Instructions for the task
Your task is to repeat all of the material exactly.

Raw records
_ _ _

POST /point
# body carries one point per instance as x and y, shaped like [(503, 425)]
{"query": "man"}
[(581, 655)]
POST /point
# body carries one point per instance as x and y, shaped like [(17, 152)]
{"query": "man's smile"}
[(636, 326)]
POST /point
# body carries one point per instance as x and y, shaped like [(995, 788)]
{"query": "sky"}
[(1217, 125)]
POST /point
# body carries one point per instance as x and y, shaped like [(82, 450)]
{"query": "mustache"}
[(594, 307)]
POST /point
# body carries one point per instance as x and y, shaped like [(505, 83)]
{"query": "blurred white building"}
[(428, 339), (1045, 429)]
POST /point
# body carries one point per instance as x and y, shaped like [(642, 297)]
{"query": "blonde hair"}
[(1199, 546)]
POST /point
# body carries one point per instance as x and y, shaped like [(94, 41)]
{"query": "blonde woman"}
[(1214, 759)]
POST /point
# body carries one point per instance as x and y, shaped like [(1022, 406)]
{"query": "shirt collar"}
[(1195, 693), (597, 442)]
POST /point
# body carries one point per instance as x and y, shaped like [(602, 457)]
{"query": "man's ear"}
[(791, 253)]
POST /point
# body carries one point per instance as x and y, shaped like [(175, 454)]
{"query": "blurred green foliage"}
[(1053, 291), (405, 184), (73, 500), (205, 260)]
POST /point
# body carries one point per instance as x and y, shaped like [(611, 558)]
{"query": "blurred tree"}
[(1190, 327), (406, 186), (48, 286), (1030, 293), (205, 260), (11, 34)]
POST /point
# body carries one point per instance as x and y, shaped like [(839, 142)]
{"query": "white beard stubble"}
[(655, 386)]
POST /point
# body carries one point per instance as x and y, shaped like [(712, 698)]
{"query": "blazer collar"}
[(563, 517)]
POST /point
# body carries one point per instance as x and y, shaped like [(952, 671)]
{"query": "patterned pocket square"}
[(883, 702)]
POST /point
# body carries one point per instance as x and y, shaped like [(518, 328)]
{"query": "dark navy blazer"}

_ _ _

Answer to the problem
POST /point
# body carries one point per instance as x and y, shaped like [(503, 425)]
{"query": "man"}
[(581, 655)]
POST /point
# body carries one point per instance as x and y, shaped like [(17, 152)]
{"query": "man's smile"}
[(636, 326)]
POST /point
# body carries one point per instance as x and y, shaped like [(995, 788)]
{"query": "sky"}
[(1217, 125)]
POST /point
# body carries one point per instance as x and y, shaped like [(82, 450)]
{"query": "mustache"}
[(594, 307)]
POST /point
# body carries one point per instance as x and y, shaped like [(505, 83)]
{"query": "blurred white building"}
[(428, 339), (1045, 429)]
POST /point
# body carries one point per instance as x and y, shaped like [(642, 297)]
{"query": "blonde hair"}
[(1199, 546)]
POST /point
# body carries one point per instance as x and y, shaped like [(94, 41)]
{"query": "blonde woman"}
[(1214, 759)]
POST /point
# body carries one point per instance as x and y, shaped like [(1022, 406)]
{"query": "shirt collar"}
[(1195, 693), (597, 442)]
POST /point
# body carries one point per instance as x and y, shaped like [(602, 457)]
{"query": "man's ear"}
[(791, 253)]
POST /point
# body carries one point per instance as x and y, shaped like [(175, 454)]
{"query": "blurred green foliage"}
[(1053, 291), (405, 184), (73, 500), (205, 260)]
POST /point
# body carries one point per instance as x and y, shaped like [(611, 558)]
{"query": "blurred tree"}
[(1190, 327), (406, 186), (48, 286), (1030, 293), (205, 260), (11, 34)]
POST /point
# body carries one point per instance as x and y, shaped like [(839, 142)]
{"query": "white beard stubble"}
[(655, 386)]
POST /point
# body carries one point per instance as x and y, shaped like [(712, 698)]
{"query": "blazer collar"}
[(563, 517)]
POST /point
# body carries one point per instance as x and y, shaped like [(952, 671)]
{"query": "patterned pocket square"}
[(883, 702)]
POST /point
# body carries one point per instance as x and y, shaped like [(518, 328)]
{"query": "dark navy blazer"}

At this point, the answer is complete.